──────── TEKS YANG DITAMPILKAN
Meskipun di pengantar yang panjang ini Ignas mengakhiri dengan mengajukan pertanyaan (retorik?) yang buat saya agak sedikit menimbulkan tandatanya karena masihkah pertanyaan itu perlu diajukan karena jawabannya telah tersirat dalam keseluruhan narasi panjang yang telah dibuatnya, “Apakah kaum terpelajar sekarang akan setia menjadi produk sejarah, atau tergoda untuk membuat sejarah lain yang mengingkari sumpah kemerdekaan?” Karena menurut saya sudah hampir bisa dipastikan jika kaum terpelajar (Ignas tidak memakai kata intelektual) akan memproduksi sejarahnya sendiri, tanpa harus mengingkari sejarah sebelumnya yang juga telah memproduksinya.

Bagian yang merupakan isi buku oleh Ignas dibagi menjadi 2 bagian. Bagian 1: Pemikiran Politik Indonesia, mengulas Soekarno (2 tulisan), Mohammad Hatta (2 tulisan), Sjahrir (2 tulisan), Tan Malaka (2 tulisan), Soedjatmoko (1 tulisan panjang), Frans Seda (1 tulisan lumayan panjang), Gus Dur dan Frans Seda (obituari dua tokoh yang meninggal hanya selang sehari) dan terakhir Hamengku Buwono IX (semula merupakan makalah seminar dalam bahasa Inggris).  Bagian 2:  Pemikiran dalam Sastra dan Kebudayaan, membahas STA (Sutan Takdir Alisjahbana) - 3 tulisan,  Ajip Rosidi, Asrul Sani, Mochtar Lubis, Rendra (2 tulisan), GM (Goenawan Mohamad) dan STA, GM, Putu Wijaya, Sutardji Calzoum Bachri, Sardono W. Kusumo,  Jacob Oetama ? (tulisan ini berbeda dengan yang lain sebenarnya kurang jelas siapa tokoh yang menjadi fokusnya) dan Pramoedya Ananta Toer. Cara membagi yang dilakukan Ignas terhadap isi buku menjadi pemikiran politik dan pemikiran sastra dan kebudayaan terkesan agak menyederhanakan sebuah realitas yang sesungguhnya kompleks dari kebudayaan

Tetapi itu juga kesulitan yang mau tidak mau memang harus dihadapi oleh Ignas sebagai ex post-facto - ketika dia harus membuat  kategori dari tulisan-tulisannya yang sudah jadi, sudah berbentuk. Tulisan-tulisan itu menurut hemat saya memang merupakan esai-esai, ada yang pendek ada yang panjang yang mirip risalah ilmiah-akademis. Sebagai esai dia mengungkap yang obyektif sekaligus yang subyektif, dia bukan sepenuhnya tulisan yang secara ketat mengikuti kaidah-kaidah akademik. Dari semua tulisan barangkali yang paling akademik adalah yang mengupas Hamengku Buwono IX, sementara lainnya lebih merupakan tulisan kreatif (creative writting), esai panjang yang mencerminkan secara diam-diam sudut pandangnya yang dipengaruhi latar belakang pendidikan formalnya, filsafat dan sosiologi, di samping tentu saja tradisi belajar yang sejak kecil ditanamkan di dalam keluarganya dan jalan kehidupan yang dipilihnya sebagai seorang pemikir-penulis bebas.
────────────────
──────── DATA YANG DIBERIKAN
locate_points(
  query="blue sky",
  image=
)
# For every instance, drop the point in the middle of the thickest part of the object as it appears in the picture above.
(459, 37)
────────────────
YANG DITANYAKAN.
1. Sebutkan semua tokoh yang menurut ulasan tentang buku Ignas dibahas dalam tepat dua tulisan.
2. Tolong tuliskan kembali tanpa perubahan bagian ulasan tentang buku Ignas yang dibuka dengan kata-kata "Meskipun di pengantar" dan ditutup dengan "juga telah memproduksinya.".
3. Teruskan ulasan tentang buku Ignas mulai sesudah kalimat terakhir yang tampak.

JAWABAN LATIHAN.
1. Soekarno, Mohammad Hatta, Sjahrir, Tan Malaka, Rendra

2.
Meskipun di pengantar yang panjang ini Ignas mengakhiri dengan mengajukan pertanyaan (retorik?) yang buat saya agak sedikit menimbulkan tandatanya karena masihkah pertanyaan itu perlu diajukan karena jawabannya telah tersirat dalam keseluruhan narasi panjang yang telah dibuatnya, “Apakah kaum terpelajar sekarang akan setia menjadi produk sejarah, atau tergoda untuk membuat sejarah lain yang mengingkari sumpah kemerdekaan?” Karena menurut saya sudah hampir bisa dipastikan jika kaum terpelajar (Ignas tidak memakai kata intelektual) akan memproduksi sejarahnya sendiri, tanpa harus mengingkari sejarah sebelumnya yang juga telah memproduksinya.

3.
(Foto: Karya Ignas Kleden - Penerbit Obor Indonesia)

Membaca buku ini bagi saya seperti membaca Ignas sang penulis, erudisinya dalam bacaan, empati terhadap tokoh yang sedang ditulisnya, keketatannya dalam berbahasa dan kadar intelektualitasnya yang sulit tertandingi yang hampir selalu berangkat dari pertanyaan-pertanyaan yang dibangunnya sendiri. Oleh Ignas tokoh-tokoh itu ditampilkan dalam narasi yang seringkali panjang untuk menampung sebuah analisis kritis namun jelas berangkat dari rasa simpati yang dalam. Mungkin juga bukan sebuah kebetulan jika tokoh-tokoh yang diulasnya adalah tokoh-tokoh yang pada dasarnya sangat dihormatinya. Hasilnya sang tokoh seperti dihidupkan kembali oleh Ignas sebagai sosok dalam sejarah dengan pemikiran, kecenderungan intelektual, keterlibatan sosial, aspirasi politik dan ekspresi artistiknya yang utuh. Persoalan jika ada dari buku ini saya kira terletak pada hakikatnya sebagai sebuah kumpulan tulisan. Meskipun, saya kira dengan apologia, bukan hanya "caveat" yang ditempatkan di awal buku, Ignas tidak perlu lagi dikritik karena apa yang akan dikritik telah diakuinya secara jujur bahwa bukunya adalah kumpulan fragmen-fragmen yang pada dirinya melekat fragmentasi yang tak terhindarkan. Terlepas dari persoalan itu, buku "Fragmen Sejarah Intelektual" telah menampilkan sosok-sosok penting intelektual Indonesia, merintis tidak saja sebuah cabang kajian sejarah sosial politik bangsanya namun juga membuka kesempatan munculnya bidang-bidang kajian yang lain seperti misalnya psikologi politik, politik sastra atau kajian tentang strategi kebudayaan.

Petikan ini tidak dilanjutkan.